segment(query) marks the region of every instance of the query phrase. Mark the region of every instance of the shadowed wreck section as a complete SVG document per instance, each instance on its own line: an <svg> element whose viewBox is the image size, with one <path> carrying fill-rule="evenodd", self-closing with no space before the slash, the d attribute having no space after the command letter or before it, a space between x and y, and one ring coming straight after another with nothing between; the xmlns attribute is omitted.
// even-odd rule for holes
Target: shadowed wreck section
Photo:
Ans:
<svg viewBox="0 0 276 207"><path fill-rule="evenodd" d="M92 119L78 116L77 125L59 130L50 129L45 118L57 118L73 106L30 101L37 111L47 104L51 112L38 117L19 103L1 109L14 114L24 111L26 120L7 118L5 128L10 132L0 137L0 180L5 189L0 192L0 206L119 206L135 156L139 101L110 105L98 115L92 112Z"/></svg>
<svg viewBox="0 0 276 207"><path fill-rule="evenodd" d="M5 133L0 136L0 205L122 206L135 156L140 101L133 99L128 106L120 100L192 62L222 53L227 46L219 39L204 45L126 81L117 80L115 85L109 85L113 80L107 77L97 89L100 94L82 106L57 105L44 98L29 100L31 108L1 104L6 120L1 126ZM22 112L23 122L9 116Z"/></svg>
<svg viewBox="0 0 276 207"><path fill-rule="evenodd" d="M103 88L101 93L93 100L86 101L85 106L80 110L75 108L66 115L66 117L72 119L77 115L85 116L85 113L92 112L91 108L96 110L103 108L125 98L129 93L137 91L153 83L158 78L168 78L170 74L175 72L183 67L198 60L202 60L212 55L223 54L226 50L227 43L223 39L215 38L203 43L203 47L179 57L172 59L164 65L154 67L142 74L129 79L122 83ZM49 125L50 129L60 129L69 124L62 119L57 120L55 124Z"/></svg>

○ ○ ○ ○ ○

• Consigne écrite
Pouvez-vous mettre toutes les lignes ci-dessus sous forme de liste numérotée, sans les lignes vides ?

• Réponse complète
1. segment(query) marks the region of every instance of the query phrase. Mark the region of every instance of the shadowed wreck section as a complete SVG document per instance, each instance on its own line: an <svg> element whose viewBox is the image size, with one <path> carrying fill-rule="evenodd", self-closing with no space before the slash, the d attribute having no space after the command letter or before it, a space between x and y, and one ring coming straight after another with nothing between; the xmlns attribute is omitted.
2. // even-odd rule for holes
3. Target: shadowed wreck section
4. Photo:
5. Ans:
6. <svg viewBox="0 0 276 207"><path fill-rule="evenodd" d="M92 119L78 116L77 125L59 130L50 129L45 118L57 118L73 106L30 101L37 111L47 104L51 112L38 117L19 103L1 109L14 114L24 111L26 120L7 118L5 128L10 132L0 137L0 180L5 189L0 192L0 206L119 206L135 156L139 101L110 105L98 115L92 112Z"/></svg>
7. <svg viewBox="0 0 276 207"><path fill-rule="evenodd" d="M5 133L0 136L0 205L122 206L135 156L140 101L133 99L128 106L120 100L192 62L222 53L227 46L219 39L204 45L126 81L117 80L115 85L109 85L113 80L107 77L97 89L100 94L82 106L57 105L44 98L29 100L31 108L1 104L6 120L1 126ZM22 112L23 122L9 116Z"/></svg>
8. <svg viewBox="0 0 276 207"><path fill-rule="evenodd" d="M103 88L101 93L93 100L86 101L85 106L80 110L75 108L66 115L66 117L72 119L77 115L85 116L85 113L92 112L91 108L96 110L103 108L125 98L129 93L137 91L153 83L158 78L168 78L170 74L175 72L183 67L198 60L202 60L212 55L223 54L226 50L227 43L223 39L215 38L203 43L203 47L179 57L172 59L164 65L154 67L142 74L129 79L122 83ZM49 125L50 129L60 129L69 124L62 119L57 120L55 124Z"/></svg>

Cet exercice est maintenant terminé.